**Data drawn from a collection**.

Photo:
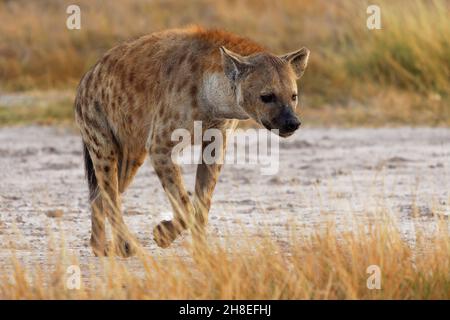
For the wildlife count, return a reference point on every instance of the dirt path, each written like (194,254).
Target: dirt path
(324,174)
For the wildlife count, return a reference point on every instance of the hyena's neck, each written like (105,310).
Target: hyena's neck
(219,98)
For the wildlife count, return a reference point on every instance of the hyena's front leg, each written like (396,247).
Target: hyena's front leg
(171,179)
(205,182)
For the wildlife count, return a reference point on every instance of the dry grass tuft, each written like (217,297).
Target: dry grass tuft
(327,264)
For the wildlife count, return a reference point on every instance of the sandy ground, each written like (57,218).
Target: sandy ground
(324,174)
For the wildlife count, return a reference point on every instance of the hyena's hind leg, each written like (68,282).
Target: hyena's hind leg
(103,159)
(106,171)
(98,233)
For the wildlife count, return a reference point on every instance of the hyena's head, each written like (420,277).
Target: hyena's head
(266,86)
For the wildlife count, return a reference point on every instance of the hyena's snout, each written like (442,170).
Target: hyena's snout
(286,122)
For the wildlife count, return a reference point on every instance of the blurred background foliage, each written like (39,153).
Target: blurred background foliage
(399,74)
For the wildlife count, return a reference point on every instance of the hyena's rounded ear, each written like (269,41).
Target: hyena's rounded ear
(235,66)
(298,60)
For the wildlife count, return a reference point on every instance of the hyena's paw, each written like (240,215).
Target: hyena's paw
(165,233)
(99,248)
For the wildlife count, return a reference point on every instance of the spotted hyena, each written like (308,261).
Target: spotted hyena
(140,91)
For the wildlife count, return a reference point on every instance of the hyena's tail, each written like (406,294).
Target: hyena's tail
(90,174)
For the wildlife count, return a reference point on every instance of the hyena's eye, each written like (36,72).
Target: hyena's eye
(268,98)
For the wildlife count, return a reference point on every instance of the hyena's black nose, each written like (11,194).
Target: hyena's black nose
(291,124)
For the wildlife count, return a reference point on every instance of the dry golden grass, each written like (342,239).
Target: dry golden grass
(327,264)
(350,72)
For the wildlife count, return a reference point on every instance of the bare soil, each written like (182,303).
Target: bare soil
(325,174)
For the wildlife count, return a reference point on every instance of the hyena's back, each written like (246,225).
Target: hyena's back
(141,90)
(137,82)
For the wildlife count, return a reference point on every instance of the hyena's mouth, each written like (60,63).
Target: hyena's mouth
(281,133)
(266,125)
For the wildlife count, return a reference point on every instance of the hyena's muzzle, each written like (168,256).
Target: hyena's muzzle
---
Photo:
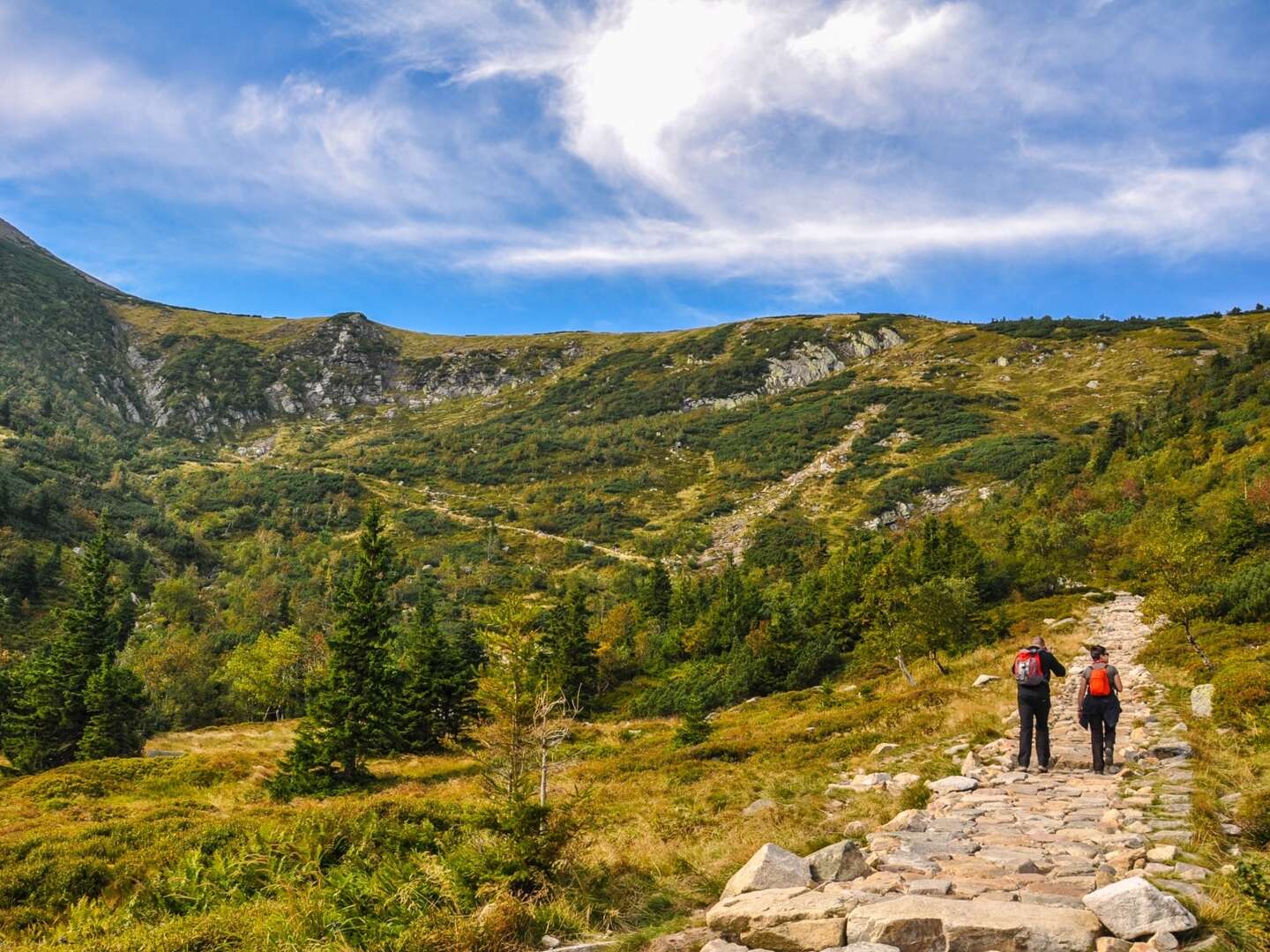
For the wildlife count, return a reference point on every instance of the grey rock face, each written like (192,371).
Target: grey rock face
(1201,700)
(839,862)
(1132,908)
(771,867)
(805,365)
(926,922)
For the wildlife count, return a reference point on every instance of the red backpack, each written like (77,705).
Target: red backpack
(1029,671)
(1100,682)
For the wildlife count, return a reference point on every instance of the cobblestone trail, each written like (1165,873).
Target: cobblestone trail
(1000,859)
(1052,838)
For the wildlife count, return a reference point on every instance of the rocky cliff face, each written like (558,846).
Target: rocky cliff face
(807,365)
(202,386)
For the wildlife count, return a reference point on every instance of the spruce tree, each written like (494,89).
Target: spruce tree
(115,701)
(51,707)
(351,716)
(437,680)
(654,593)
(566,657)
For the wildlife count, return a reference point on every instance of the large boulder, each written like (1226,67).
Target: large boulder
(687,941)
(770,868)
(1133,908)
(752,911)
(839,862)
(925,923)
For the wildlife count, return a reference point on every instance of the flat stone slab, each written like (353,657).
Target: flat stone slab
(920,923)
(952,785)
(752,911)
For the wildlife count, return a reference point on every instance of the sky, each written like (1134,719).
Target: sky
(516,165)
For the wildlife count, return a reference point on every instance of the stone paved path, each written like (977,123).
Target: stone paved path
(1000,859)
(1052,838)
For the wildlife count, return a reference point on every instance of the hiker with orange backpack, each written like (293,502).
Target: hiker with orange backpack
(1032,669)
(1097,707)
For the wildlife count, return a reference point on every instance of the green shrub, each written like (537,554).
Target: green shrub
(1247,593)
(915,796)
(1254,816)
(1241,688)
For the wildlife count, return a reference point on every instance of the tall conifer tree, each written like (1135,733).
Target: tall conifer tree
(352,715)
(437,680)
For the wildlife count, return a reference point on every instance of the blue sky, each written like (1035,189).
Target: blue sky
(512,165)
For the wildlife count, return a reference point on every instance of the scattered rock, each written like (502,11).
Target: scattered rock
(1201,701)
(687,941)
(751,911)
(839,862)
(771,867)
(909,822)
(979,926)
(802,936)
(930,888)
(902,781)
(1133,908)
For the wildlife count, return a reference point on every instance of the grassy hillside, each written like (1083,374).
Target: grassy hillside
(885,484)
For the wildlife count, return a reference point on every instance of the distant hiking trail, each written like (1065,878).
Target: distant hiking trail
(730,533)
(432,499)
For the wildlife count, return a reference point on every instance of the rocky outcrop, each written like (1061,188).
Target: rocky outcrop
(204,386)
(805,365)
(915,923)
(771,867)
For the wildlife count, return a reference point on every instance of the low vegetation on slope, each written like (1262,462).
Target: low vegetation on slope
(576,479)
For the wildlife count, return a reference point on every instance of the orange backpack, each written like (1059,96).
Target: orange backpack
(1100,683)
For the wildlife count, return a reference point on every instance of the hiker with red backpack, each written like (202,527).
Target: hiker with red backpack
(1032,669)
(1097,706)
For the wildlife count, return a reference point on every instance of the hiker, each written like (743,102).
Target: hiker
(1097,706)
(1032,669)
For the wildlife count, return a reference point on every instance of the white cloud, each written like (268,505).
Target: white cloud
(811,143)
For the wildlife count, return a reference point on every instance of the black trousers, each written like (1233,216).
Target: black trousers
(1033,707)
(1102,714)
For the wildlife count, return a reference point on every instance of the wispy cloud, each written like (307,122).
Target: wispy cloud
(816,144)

**Task statement**. Report how many lines in the data above contain the word "wispy". Give only the number.

**Answer below**. 2